[Image-grounded pointing data]

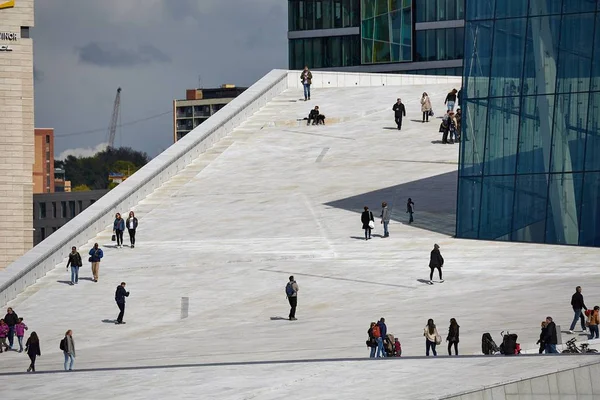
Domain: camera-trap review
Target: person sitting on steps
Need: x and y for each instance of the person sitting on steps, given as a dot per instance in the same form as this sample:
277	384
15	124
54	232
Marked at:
316	117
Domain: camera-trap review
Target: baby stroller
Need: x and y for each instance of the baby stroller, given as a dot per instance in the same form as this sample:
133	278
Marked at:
488	346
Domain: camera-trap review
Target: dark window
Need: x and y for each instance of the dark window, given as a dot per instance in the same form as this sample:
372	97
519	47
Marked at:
42	208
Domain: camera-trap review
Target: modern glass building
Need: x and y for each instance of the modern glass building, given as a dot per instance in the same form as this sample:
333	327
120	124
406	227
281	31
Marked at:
530	152
410	36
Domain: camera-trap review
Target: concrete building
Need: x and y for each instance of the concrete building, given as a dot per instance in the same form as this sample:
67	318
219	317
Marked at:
410	36
43	166
198	106
53	210
16	129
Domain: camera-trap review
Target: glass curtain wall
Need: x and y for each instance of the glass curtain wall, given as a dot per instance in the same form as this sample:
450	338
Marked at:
530	151
386	31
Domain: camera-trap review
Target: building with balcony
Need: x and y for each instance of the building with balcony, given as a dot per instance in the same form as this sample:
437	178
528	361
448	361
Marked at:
407	36
530	153
199	105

Exercise brief: Transcribe all of the lines above exactly as given. The pictures stay out.

Answer section:
Domain: camera-trap review
Target: person sitting on steps
Need: x and y for each instance of the person sitting on steps, given as a dot per instance in the same form as this sample:
277	384
15	124
54	232
Marked at:
316	117
Domain: camera-trap review
Target: baby stroller
Need: x and y for each instance of the baby stroller, given as a dot per instance in the same form as this sample:
133	278
Marked at:
488	346
Domain: camera-trap review
Target: dark window
Need: x and y for each instance of the dark window, given as a dot per instance in the same form as this sample:
372	97
519	47
Marked at:
42	208
Domain: camera-trap review
Target: modern glass building
Need: x and y for each instance of the modern glass building, given as a dot per instance in the same form as this sample:
333	327
120	124
406	227
281	31
Marked at:
530	152
410	36
Domain: camera-trap review
Target: concrete building
Need: x and y for each instance of the concrete building, given as a dot per instance in the same form as this sample:
67	318
219	317
Marked at:
410	36
43	166
198	106
53	210
16	129
Domain: camera-trap review
Target: glass curtain wall
Need: x and y for each instance of the glass curtain wall, given as a dot per instance in the same form as this sample:
450	338
Marked at:
530	151
386	31
Domain: camera-trap review
Target: building with balcony
Need: x and y for each instance of the building with balcony, given as a dot per instance in the same form as this sample:
437	178
528	361
448	361
Marked at:
407	36
530	153
199	105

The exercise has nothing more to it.